Look through the lines below; wherever the word "office" appears, copy that line.

[[ TASK INPUTS open ]]

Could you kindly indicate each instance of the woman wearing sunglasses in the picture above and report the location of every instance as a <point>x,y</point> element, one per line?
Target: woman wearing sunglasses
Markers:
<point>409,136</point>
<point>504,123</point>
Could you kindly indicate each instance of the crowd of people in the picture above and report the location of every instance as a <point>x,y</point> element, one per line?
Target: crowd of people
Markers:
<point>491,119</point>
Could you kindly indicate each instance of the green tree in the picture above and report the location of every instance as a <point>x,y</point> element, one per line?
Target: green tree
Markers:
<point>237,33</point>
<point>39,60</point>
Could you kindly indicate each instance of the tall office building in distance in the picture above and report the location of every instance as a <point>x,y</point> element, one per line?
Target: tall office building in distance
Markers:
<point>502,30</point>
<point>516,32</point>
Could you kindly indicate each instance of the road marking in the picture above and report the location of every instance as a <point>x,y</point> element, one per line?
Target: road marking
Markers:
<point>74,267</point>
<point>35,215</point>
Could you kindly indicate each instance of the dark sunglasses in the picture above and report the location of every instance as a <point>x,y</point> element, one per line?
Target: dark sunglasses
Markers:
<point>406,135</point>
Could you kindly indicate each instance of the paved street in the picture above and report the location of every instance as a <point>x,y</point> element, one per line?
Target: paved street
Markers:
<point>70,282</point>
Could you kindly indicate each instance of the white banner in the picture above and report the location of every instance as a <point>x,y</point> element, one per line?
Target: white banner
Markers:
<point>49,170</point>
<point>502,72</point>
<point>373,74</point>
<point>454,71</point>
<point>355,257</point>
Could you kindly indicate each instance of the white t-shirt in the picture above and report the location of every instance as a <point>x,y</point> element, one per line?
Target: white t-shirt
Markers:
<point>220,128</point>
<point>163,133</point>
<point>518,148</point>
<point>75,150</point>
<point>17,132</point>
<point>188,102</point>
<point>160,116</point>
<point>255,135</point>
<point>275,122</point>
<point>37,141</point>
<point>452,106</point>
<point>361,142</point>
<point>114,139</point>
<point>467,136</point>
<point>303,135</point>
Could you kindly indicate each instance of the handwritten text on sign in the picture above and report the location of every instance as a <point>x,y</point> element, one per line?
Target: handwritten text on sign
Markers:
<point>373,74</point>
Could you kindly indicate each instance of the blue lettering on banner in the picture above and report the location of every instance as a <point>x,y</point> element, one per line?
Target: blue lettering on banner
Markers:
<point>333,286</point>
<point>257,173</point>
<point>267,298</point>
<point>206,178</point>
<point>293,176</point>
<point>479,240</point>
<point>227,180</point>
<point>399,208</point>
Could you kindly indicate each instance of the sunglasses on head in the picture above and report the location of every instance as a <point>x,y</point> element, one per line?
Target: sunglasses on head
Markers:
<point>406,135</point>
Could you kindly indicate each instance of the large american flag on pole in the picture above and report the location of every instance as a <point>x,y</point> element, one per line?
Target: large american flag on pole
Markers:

[[ TASK INPUTS closed ]]

### RESULT FOR THIS TASK
Could you kindly indicate each instance of the tall office building in distance in the picture above and report the location of every instance as a <point>x,y</point> element, one per line?
Target: tall office building in distance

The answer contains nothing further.